[ABOUT THIS TASK] Return each line of the data below that contains the word "negative", copying every such line in full.

[INPUT RECORDS]
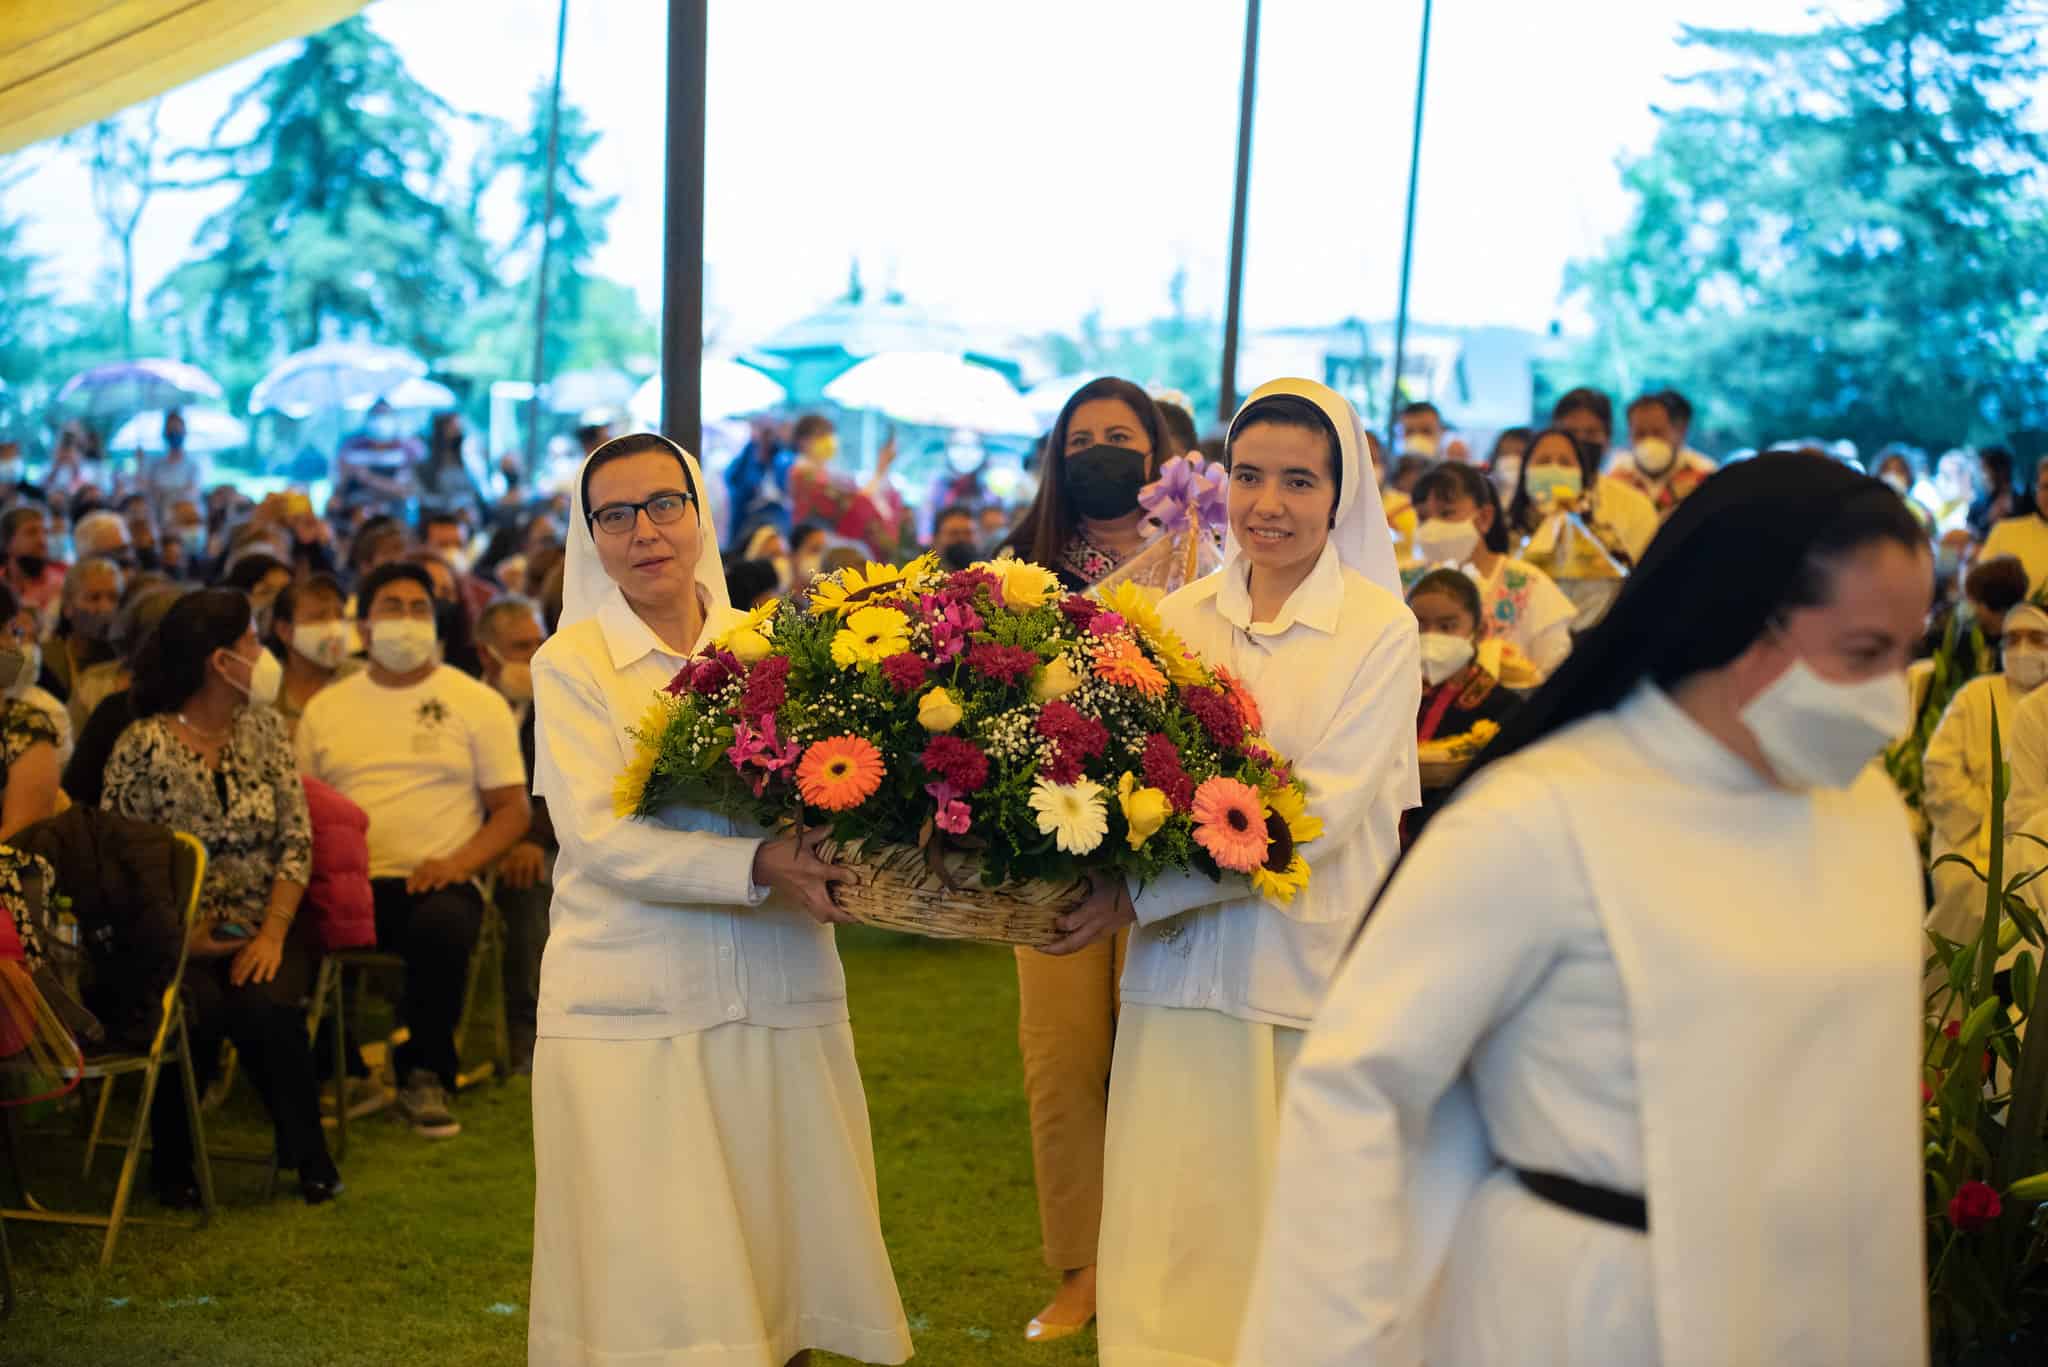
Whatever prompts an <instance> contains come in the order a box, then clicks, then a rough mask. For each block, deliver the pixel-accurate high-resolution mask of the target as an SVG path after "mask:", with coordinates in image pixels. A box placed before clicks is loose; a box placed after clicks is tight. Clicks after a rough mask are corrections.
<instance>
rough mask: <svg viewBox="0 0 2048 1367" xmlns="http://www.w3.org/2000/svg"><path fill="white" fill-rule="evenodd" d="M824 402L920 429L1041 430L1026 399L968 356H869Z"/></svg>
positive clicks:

* * *

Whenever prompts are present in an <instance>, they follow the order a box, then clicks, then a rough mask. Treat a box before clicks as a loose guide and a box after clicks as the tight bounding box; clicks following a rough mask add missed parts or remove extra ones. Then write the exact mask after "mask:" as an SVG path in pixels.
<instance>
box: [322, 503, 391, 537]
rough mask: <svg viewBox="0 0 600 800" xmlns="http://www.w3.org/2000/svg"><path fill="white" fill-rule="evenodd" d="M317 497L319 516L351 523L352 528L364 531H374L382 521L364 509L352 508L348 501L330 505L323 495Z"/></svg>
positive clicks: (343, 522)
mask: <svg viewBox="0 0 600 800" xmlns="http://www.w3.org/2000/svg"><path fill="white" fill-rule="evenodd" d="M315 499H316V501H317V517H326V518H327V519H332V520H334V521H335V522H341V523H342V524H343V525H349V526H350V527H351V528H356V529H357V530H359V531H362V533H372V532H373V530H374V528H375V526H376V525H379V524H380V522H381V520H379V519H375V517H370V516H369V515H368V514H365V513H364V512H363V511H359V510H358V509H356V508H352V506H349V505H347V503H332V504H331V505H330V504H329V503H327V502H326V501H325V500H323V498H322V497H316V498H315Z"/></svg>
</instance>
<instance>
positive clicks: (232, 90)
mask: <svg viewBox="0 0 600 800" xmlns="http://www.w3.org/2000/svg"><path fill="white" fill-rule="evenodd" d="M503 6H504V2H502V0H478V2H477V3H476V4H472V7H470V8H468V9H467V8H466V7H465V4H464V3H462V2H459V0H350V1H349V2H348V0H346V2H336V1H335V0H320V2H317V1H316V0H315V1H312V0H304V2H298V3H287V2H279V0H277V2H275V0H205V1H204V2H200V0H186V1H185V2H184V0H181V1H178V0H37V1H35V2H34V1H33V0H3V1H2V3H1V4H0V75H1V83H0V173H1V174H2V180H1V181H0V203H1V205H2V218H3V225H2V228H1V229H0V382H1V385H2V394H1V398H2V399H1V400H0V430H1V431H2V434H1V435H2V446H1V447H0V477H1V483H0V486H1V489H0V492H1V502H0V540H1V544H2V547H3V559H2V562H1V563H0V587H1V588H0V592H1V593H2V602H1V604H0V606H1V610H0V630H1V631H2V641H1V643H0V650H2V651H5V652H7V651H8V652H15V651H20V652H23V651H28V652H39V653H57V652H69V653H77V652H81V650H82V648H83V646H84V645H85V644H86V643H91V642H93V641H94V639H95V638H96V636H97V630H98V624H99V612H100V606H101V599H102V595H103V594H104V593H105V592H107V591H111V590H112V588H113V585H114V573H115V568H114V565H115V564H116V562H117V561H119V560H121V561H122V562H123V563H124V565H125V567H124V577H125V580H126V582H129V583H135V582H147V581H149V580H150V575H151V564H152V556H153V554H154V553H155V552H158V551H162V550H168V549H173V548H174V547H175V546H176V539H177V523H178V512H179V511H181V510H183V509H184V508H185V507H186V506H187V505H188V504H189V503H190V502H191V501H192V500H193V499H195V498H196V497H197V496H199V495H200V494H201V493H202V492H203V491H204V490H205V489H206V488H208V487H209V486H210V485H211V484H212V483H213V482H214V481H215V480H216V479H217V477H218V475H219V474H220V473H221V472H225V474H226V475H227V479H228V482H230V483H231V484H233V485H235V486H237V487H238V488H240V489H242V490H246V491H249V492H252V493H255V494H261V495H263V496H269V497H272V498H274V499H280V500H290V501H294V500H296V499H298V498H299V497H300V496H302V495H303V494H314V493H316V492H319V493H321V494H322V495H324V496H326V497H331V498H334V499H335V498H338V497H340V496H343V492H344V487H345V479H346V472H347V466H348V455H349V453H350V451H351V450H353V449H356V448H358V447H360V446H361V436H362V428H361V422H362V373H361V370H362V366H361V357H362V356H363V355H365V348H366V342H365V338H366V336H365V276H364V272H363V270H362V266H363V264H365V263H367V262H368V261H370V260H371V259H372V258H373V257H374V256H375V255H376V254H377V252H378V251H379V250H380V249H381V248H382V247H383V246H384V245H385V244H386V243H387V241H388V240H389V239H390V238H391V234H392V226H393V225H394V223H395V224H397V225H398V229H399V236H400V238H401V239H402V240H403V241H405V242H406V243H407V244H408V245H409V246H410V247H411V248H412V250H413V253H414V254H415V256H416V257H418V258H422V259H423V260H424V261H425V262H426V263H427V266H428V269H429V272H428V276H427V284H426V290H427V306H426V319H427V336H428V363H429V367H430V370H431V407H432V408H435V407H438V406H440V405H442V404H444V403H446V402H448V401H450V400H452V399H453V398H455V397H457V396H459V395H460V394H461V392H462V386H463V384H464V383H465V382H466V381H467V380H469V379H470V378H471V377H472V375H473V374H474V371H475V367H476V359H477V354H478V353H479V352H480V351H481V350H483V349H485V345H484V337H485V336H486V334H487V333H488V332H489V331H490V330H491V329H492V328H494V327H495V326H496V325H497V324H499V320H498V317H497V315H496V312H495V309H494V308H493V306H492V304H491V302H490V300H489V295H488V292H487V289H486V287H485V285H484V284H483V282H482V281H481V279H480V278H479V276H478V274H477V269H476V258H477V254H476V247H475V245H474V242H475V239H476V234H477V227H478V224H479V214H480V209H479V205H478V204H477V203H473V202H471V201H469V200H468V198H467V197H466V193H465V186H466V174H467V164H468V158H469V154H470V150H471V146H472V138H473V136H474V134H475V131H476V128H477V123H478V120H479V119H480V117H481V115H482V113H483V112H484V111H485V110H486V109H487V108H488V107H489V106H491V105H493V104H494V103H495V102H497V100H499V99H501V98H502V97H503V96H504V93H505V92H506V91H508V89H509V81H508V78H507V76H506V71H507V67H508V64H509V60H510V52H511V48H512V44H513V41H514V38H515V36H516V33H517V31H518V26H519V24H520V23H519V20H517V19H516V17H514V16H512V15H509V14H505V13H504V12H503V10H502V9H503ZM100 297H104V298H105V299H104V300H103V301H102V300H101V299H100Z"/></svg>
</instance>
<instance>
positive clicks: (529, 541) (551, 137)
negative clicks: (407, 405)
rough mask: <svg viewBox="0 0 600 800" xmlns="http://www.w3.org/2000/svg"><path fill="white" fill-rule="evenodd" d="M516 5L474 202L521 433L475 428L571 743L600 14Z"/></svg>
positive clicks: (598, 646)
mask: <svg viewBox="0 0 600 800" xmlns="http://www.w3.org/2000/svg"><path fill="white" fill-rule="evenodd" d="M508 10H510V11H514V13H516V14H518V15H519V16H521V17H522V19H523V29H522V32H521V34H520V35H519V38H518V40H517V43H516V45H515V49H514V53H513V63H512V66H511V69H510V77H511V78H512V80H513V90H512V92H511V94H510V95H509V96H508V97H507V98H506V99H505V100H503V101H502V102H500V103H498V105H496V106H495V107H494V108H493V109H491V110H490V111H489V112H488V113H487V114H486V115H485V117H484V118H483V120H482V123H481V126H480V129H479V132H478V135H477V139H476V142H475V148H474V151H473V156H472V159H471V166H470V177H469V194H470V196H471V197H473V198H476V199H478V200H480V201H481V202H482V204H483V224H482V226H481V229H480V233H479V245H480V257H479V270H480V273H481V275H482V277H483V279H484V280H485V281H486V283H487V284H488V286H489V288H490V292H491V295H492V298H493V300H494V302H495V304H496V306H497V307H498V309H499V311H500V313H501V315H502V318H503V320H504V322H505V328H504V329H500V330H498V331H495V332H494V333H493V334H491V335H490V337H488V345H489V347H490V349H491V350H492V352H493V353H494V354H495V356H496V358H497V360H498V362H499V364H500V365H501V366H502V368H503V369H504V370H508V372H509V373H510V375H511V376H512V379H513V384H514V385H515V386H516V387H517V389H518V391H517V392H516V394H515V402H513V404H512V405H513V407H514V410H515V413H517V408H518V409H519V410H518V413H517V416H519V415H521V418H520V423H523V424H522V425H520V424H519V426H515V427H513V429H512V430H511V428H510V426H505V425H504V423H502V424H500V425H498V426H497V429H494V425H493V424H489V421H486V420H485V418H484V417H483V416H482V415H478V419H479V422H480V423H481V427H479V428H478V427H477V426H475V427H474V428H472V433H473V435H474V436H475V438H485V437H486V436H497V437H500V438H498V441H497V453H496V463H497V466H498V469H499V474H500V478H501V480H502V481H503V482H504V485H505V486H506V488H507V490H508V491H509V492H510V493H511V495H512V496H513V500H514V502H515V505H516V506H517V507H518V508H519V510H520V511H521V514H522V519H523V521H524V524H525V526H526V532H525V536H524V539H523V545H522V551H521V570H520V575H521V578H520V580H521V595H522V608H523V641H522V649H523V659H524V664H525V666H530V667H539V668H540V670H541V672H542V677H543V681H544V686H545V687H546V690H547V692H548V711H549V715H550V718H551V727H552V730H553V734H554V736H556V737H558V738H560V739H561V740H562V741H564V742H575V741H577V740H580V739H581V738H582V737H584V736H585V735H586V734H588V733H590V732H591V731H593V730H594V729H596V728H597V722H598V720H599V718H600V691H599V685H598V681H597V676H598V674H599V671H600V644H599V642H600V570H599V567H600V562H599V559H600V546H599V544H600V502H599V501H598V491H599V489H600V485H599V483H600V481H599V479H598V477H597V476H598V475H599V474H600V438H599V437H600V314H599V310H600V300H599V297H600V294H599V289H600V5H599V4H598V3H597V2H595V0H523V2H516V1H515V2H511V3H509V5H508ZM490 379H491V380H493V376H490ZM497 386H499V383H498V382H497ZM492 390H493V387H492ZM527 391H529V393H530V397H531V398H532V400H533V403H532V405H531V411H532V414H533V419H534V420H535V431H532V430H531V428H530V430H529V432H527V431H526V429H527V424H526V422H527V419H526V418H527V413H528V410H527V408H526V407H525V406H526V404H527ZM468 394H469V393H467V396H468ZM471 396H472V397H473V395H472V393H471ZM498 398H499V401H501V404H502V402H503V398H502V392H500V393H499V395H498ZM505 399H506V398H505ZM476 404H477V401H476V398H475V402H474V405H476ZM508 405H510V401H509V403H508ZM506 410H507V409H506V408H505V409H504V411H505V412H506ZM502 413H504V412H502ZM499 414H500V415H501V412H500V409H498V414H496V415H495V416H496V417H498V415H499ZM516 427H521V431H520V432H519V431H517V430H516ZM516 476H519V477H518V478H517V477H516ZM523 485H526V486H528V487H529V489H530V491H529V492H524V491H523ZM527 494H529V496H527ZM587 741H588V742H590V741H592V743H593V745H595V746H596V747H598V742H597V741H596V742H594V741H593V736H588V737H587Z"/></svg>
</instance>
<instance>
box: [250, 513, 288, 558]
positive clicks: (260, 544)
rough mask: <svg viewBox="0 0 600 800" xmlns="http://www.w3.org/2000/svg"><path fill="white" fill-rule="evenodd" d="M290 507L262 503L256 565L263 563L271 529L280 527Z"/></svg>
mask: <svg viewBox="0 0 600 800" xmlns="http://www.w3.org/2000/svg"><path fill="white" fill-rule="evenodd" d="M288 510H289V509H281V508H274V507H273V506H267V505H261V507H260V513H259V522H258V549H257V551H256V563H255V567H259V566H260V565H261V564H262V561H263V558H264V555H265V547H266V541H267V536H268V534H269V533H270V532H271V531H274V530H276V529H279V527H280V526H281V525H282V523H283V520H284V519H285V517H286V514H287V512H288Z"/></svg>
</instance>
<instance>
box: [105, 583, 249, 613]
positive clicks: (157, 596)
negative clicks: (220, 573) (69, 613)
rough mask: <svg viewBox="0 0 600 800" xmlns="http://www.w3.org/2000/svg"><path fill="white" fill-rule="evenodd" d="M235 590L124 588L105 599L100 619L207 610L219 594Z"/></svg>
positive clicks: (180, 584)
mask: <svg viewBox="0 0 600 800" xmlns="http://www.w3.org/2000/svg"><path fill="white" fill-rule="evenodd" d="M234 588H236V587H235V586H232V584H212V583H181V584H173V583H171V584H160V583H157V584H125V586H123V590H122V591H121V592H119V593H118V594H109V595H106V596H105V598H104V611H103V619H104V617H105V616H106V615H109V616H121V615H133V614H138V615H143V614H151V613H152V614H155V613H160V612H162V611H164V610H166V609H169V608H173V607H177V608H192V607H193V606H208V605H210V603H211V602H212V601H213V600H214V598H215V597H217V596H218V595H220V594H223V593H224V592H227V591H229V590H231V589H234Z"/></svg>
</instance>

[WRITTEN REPLY]
negative clicks: (407, 405)
negative clicks: (220, 573) (69, 613)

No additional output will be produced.